══ Provided records
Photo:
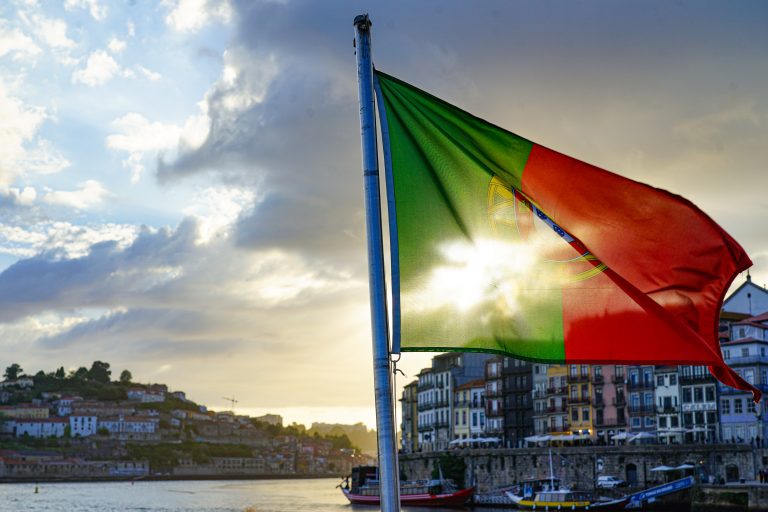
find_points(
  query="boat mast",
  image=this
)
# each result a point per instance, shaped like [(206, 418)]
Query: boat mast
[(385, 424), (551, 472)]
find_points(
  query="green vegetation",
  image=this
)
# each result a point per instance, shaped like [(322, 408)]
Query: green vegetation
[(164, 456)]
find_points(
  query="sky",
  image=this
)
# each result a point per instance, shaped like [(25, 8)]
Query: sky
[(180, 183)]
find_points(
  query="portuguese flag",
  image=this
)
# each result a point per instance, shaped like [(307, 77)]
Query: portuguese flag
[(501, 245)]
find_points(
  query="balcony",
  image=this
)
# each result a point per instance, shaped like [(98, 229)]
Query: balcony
════
[Required work] Above are the records; reproduce them exactly and leave out the pictures.

[Task solution]
Photo:
find_points(
  query="boat mast",
  image=this
)
# each result a point per instance, shaped like [(206, 418)]
Query: boat mast
[(385, 424), (551, 472)]
find_points(
  query="green vegetation",
  image=this
)
# each result a point per instance, shaped like [(322, 408)]
Query: green vegetation
[(164, 456)]
find_points(
  query="sky",
  image=this
)
# each result a point per instance, shaped like [(25, 8)]
Query: sky
[(180, 183)]
find_points(
  query="portuguese flag",
  image=this
)
# each result a point per instance, shaped like [(307, 77)]
Query: portuguese flag
[(501, 245)]
find_points(
  query="balcony",
  image=this
)
# each result a point per instance, shaped like [(98, 229)]
Query: balcony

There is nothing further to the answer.